(Stored entries)

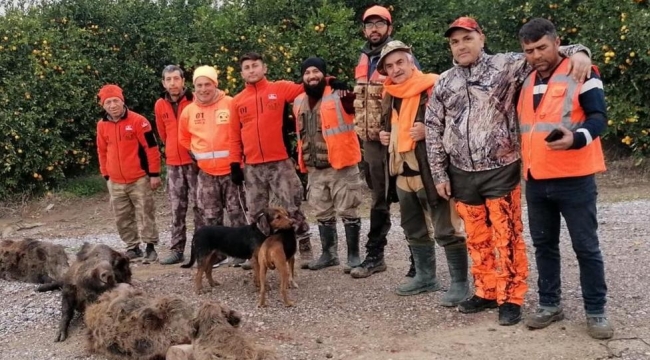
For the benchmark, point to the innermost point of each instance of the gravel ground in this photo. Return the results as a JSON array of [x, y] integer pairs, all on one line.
[[339, 317]]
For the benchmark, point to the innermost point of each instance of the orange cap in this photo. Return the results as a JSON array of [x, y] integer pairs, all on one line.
[[109, 91], [377, 10], [464, 22]]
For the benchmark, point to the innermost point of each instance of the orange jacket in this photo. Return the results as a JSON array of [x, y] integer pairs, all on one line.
[[361, 71], [205, 131], [256, 116], [337, 128], [560, 105], [127, 148], [167, 126]]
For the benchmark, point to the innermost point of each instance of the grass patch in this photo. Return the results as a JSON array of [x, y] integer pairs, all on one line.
[[84, 186]]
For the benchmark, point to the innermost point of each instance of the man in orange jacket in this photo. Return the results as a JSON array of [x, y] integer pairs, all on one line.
[[129, 160], [559, 174], [425, 217], [204, 129], [329, 152], [181, 170], [258, 129], [377, 29]]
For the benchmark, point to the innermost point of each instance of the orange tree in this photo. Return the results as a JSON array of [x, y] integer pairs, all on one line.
[[54, 57]]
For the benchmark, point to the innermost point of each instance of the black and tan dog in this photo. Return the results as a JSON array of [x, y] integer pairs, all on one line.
[[277, 252], [212, 244]]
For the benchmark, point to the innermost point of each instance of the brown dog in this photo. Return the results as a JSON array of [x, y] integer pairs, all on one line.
[[216, 337], [277, 252], [212, 244]]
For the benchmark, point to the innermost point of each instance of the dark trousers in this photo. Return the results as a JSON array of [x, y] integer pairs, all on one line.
[[375, 155], [575, 200]]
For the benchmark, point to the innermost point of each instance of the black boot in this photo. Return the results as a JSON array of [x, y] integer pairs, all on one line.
[[457, 262], [352, 229], [329, 241], [411, 272], [374, 261], [425, 280]]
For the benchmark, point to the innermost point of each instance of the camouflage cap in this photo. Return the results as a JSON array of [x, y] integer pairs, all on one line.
[[394, 45]]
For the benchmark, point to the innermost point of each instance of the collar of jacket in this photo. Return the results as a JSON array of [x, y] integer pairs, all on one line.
[[106, 117], [258, 85], [187, 94]]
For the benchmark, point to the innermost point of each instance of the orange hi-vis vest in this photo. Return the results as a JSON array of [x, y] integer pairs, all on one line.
[[205, 131], [559, 106], [361, 71], [337, 126]]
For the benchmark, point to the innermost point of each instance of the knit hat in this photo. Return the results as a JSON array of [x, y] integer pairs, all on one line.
[[377, 10], [390, 47], [463, 22], [314, 61], [109, 91], [207, 71]]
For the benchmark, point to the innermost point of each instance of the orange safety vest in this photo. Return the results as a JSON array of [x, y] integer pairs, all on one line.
[[361, 71], [560, 105], [343, 147], [208, 128]]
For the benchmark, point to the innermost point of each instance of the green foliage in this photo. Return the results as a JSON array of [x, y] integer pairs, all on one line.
[[83, 186], [55, 56]]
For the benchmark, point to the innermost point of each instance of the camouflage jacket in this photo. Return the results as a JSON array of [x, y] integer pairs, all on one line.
[[470, 119]]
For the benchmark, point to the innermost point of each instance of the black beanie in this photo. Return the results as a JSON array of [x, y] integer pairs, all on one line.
[[316, 62]]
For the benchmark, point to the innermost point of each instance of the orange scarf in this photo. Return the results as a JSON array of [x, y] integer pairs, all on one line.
[[410, 92]]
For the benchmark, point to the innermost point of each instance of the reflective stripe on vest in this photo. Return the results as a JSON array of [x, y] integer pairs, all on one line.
[[212, 155], [343, 127], [559, 105], [567, 107]]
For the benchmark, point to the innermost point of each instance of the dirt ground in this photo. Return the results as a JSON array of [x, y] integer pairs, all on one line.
[[343, 318]]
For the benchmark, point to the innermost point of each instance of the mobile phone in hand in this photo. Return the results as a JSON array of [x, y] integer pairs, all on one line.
[[555, 135]]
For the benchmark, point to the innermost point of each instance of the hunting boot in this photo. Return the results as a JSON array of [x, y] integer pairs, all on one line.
[[304, 249], [374, 261], [411, 272], [425, 278], [352, 229], [457, 262], [329, 240]]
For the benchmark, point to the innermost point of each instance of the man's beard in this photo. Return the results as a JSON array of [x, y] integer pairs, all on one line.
[[315, 91], [380, 41]]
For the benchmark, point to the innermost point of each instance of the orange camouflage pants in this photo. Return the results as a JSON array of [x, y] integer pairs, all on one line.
[[496, 225]]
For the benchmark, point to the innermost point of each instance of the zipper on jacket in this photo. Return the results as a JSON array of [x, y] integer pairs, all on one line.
[[257, 108], [119, 141], [178, 150], [469, 112]]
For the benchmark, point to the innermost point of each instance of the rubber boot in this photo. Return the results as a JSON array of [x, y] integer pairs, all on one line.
[[457, 262], [329, 241], [411, 272], [304, 249], [425, 278], [352, 229]]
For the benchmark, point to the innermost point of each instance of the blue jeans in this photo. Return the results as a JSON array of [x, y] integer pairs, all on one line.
[[574, 199]]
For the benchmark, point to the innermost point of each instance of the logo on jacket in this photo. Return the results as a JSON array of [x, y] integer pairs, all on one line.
[[223, 116], [128, 135]]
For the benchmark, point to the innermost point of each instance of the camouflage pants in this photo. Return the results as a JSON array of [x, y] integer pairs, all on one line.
[[131, 202], [214, 193], [181, 188], [279, 179], [334, 192]]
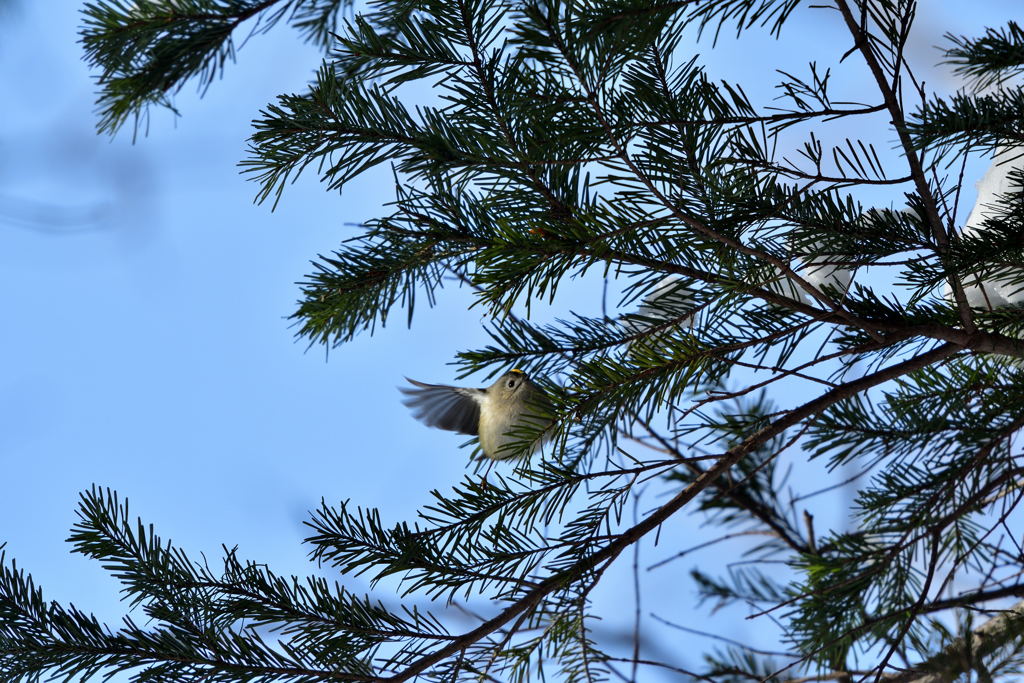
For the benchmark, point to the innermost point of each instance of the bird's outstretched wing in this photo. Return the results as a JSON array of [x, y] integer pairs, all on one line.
[[455, 409]]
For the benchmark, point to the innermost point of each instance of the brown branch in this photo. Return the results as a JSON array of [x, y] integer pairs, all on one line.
[[957, 656], [530, 599], [859, 33]]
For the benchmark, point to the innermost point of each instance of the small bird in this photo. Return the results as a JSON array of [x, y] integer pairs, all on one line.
[[505, 415]]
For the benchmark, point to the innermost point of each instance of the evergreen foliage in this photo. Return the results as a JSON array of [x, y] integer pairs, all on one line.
[[586, 139]]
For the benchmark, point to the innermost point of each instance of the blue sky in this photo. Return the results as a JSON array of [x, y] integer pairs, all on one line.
[[145, 345]]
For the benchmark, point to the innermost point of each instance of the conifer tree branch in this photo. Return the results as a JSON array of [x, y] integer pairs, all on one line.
[[886, 87], [534, 597], [958, 656]]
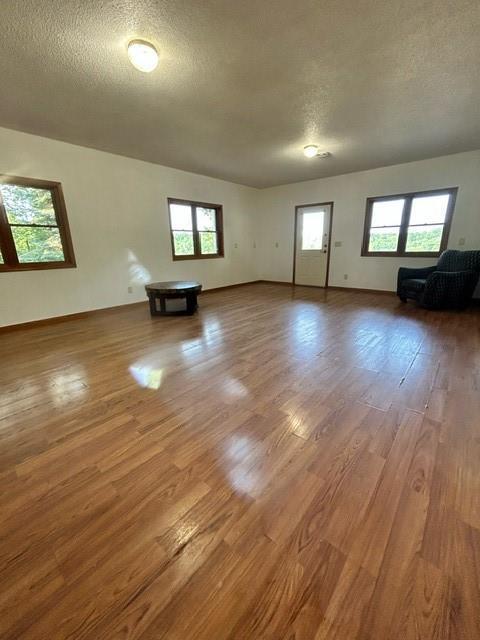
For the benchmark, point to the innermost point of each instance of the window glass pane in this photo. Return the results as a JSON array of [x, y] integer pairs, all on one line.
[[312, 230], [384, 239], [429, 209], [181, 216], [28, 205], [387, 213], [34, 244], [205, 219], [426, 238], [208, 242], [183, 243]]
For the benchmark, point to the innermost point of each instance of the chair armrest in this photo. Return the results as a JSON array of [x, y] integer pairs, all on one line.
[[452, 276], [405, 273], [452, 289]]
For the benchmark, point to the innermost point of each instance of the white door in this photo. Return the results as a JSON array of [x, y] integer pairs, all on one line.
[[311, 254]]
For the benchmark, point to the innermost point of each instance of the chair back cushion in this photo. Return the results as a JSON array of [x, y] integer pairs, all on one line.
[[453, 260]]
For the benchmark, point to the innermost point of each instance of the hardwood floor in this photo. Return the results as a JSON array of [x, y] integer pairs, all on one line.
[[285, 465]]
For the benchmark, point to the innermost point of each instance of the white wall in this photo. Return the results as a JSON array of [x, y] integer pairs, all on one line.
[[117, 210], [349, 193]]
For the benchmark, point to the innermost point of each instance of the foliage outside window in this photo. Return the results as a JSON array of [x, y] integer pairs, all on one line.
[[34, 231], [413, 224], [196, 229]]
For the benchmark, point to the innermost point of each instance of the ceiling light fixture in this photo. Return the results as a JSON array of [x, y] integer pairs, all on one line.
[[311, 151], [142, 55]]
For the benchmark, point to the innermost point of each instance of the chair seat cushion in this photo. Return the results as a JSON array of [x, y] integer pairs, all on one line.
[[414, 284]]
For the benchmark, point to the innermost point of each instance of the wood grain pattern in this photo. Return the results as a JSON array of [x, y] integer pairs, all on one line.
[[289, 464]]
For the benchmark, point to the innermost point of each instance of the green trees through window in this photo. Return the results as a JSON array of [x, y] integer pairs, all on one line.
[[196, 230], [414, 224], [32, 223]]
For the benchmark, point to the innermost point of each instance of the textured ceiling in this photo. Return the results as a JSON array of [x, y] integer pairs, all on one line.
[[243, 85]]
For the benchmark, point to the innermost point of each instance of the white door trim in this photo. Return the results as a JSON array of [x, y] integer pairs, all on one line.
[[313, 204]]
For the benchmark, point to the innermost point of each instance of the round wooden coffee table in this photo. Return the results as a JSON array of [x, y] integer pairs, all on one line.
[[159, 292]]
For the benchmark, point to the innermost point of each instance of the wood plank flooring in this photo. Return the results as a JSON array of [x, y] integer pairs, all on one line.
[[289, 464]]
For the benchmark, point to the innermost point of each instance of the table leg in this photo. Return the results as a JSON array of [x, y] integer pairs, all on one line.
[[192, 305], [152, 302]]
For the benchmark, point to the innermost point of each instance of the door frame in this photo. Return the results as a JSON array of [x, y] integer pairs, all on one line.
[[313, 204]]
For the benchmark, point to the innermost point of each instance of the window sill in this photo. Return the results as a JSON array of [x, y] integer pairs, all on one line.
[[37, 266], [210, 257]]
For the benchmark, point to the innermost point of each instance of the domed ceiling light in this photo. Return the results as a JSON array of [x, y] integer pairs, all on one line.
[[142, 55]]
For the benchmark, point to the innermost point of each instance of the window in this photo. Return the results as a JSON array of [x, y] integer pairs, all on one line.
[[312, 230], [413, 224], [34, 231], [196, 229]]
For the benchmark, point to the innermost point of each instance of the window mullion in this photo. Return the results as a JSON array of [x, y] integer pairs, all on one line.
[[7, 245], [196, 235], [402, 238]]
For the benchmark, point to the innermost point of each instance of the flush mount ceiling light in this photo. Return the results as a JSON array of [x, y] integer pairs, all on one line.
[[142, 55], [311, 151]]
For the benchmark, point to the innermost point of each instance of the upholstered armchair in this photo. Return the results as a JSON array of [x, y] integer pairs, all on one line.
[[448, 285]]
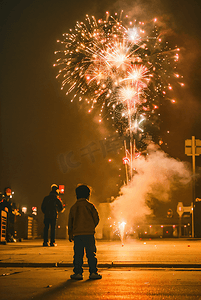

TO BE DONE –
How many lines above contain the string "phone", matching case exactly? Give only the number.

CORRECT RESPONSE –
1